### TASK STATEMENT
All of the data below should be printed again exactly, pictures excluded.

### RECORDS PROVIDED
- - -

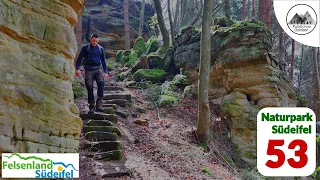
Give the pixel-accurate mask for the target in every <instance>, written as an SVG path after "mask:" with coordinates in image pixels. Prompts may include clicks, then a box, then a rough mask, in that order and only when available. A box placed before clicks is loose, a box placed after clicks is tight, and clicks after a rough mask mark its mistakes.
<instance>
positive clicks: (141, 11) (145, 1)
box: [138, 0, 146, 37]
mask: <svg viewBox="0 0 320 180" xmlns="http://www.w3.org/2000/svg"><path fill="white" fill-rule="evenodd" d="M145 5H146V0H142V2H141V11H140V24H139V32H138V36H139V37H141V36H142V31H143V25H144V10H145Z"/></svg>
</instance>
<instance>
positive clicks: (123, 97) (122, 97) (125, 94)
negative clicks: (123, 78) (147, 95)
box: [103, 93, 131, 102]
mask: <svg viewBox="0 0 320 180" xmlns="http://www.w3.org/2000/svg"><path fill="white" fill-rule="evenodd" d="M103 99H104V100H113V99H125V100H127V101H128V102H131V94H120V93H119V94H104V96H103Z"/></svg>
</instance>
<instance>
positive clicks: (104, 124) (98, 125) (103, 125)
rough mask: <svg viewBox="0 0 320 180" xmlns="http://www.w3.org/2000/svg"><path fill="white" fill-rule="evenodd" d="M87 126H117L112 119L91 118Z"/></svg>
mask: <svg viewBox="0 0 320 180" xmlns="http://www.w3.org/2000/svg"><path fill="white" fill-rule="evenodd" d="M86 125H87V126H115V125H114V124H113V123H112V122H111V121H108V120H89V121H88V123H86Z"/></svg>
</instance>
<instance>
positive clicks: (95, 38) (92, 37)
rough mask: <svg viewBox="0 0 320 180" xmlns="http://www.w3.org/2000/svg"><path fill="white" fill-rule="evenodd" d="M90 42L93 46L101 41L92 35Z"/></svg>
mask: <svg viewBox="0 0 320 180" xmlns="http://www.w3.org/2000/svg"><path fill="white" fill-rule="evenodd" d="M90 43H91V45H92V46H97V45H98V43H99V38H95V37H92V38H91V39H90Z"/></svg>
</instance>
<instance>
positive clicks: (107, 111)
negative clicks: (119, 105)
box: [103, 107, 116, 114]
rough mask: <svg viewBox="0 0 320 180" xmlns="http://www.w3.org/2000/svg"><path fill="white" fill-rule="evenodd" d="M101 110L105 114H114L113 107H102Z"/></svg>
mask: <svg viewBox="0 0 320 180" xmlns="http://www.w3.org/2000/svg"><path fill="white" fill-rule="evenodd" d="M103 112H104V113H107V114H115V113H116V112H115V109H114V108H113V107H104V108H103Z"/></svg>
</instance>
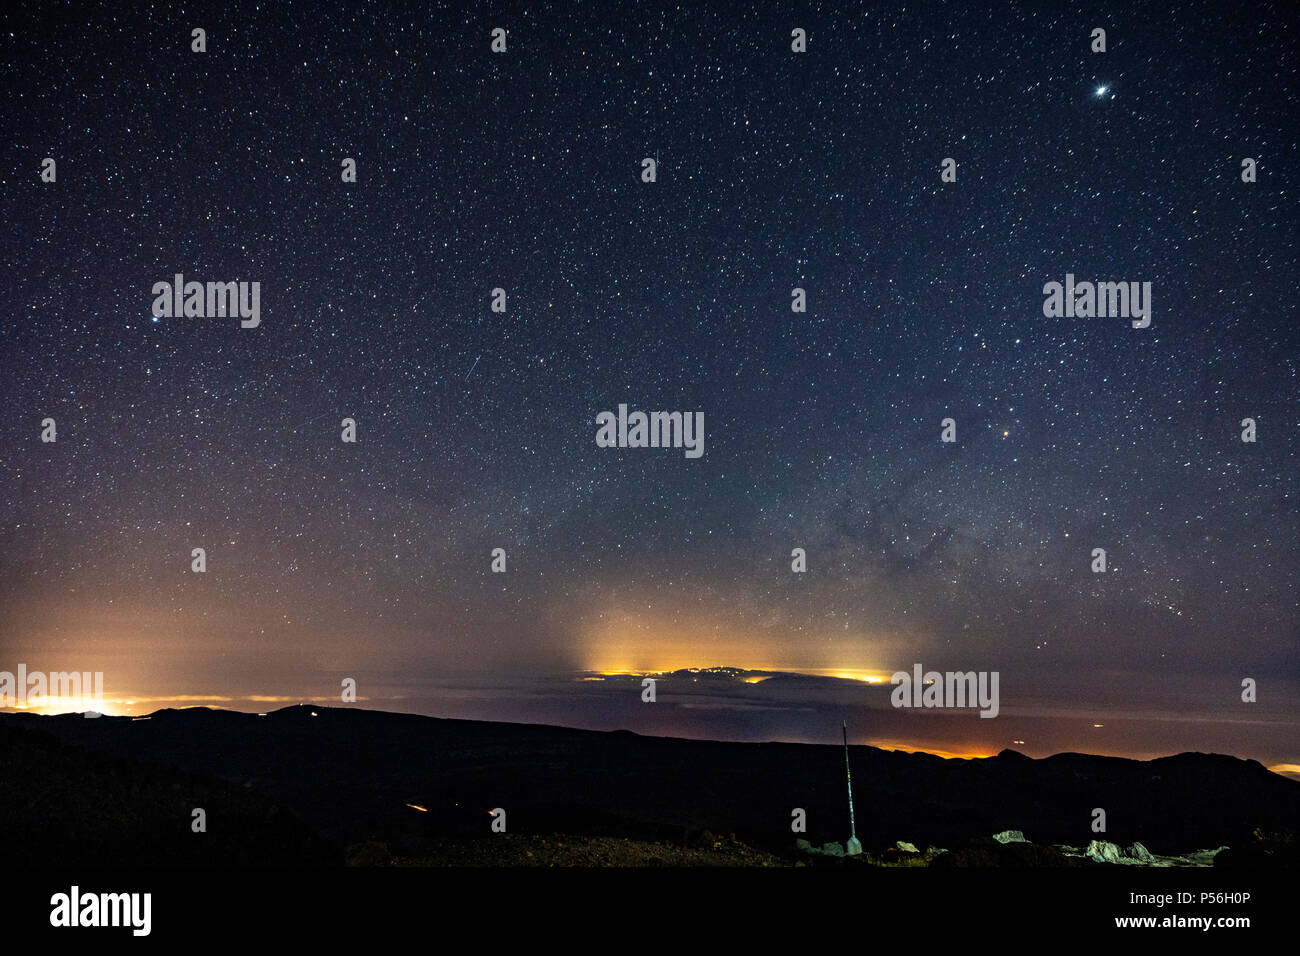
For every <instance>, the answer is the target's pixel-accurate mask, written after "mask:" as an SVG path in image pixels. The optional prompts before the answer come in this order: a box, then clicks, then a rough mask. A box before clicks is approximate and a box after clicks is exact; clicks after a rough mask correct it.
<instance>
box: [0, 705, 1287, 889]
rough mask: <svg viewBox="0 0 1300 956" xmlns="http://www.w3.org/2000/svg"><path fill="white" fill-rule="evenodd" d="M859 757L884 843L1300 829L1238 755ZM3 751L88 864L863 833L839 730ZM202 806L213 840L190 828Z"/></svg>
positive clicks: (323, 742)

- - -

### THE COMPLETED TASK
Give the pixel-accurate mask for the target in every <instance>, written as an SVG path after "mask:" with coordinates in image pixels. Prompts may include clicks, then a box, then a rough mask, in that order and only when available. A box placed before clicks is loose, a box placed after clicks is tight, and clicks after a rough mask mark its mistakes.
<instance>
positive clicks: (141, 11) (145, 1)
box: [138, 0, 146, 37]
mask: <svg viewBox="0 0 320 180" xmlns="http://www.w3.org/2000/svg"><path fill="white" fill-rule="evenodd" d="M145 5H146V0H142V2H141V11H140V24H139V32H138V36H139V37H141V36H142V31H143V25H144V10H145Z"/></svg>
</instance>
<instance>
positive clicks: (123, 97) (122, 97) (125, 94)
negative clicks: (123, 78) (147, 95)
box: [103, 93, 131, 102]
mask: <svg viewBox="0 0 320 180" xmlns="http://www.w3.org/2000/svg"><path fill="white" fill-rule="evenodd" d="M103 99H104V100H113V99H125V100H127V101H128V102H131V94H120V93H119V94H104V96H103Z"/></svg>
</instance>
<instance>
positive clicks: (104, 124) (98, 125) (103, 125)
rough mask: <svg viewBox="0 0 320 180" xmlns="http://www.w3.org/2000/svg"><path fill="white" fill-rule="evenodd" d="M87 126H117L112 119L91 118Z"/></svg>
mask: <svg viewBox="0 0 320 180" xmlns="http://www.w3.org/2000/svg"><path fill="white" fill-rule="evenodd" d="M86 125H87V126H115V125H114V124H113V123H112V122H111V121H108V120H89V121H88V123H86Z"/></svg>
</instance>
<instance>
positive clicks: (95, 38) (92, 37)
rough mask: <svg viewBox="0 0 320 180" xmlns="http://www.w3.org/2000/svg"><path fill="white" fill-rule="evenodd" d="M90 42L93 46L101 41L92 35Z"/></svg>
mask: <svg viewBox="0 0 320 180" xmlns="http://www.w3.org/2000/svg"><path fill="white" fill-rule="evenodd" d="M90 43H91V45H92V46H97V45H98V43H99V38H95V37H92V38H91V39H90Z"/></svg>
</instance>
<instance>
positive clicks: (107, 111)
negative clicks: (119, 105)
box: [103, 107, 116, 114]
rough mask: <svg viewBox="0 0 320 180" xmlns="http://www.w3.org/2000/svg"><path fill="white" fill-rule="evenodd" d="M101 110L105 114H114L113 107H102Z"/></svg>
mask: <svg viewBox="0 0 320 180" xmlns="http://www.w3.org/2000/svg"><path fill="white" fill-rule="evenodd" d="M103 112H104V113H107V114H115V113H116V112H115V109H114V108H113V107H104V108H103Z"/></svg>
</instance>
For every <instance>, the answer is the target's pixel-accurate mask, written after "mask:" as an SVG path in image pixels. The optional prompts before the answer come in this order: a box, then clicks, then a rough mask. A box before clicks is approximate and a box after clicks is exact; clicks after a rough mask correct it.
<instance>
box: [0, 705, 1287, 889]
rough mask: <svg viewBox="0 0 1300 956" xmlns="http://www.w3.org/2000/svg"><path fill="white" fill-rule="evenodd" d="M859 757L884 843L1300 829L1238 755ZM3 751L88 864L863 833L839 730ZM202 806L213 840L190 828Z"/></svg>
positive clicks: (323, 742)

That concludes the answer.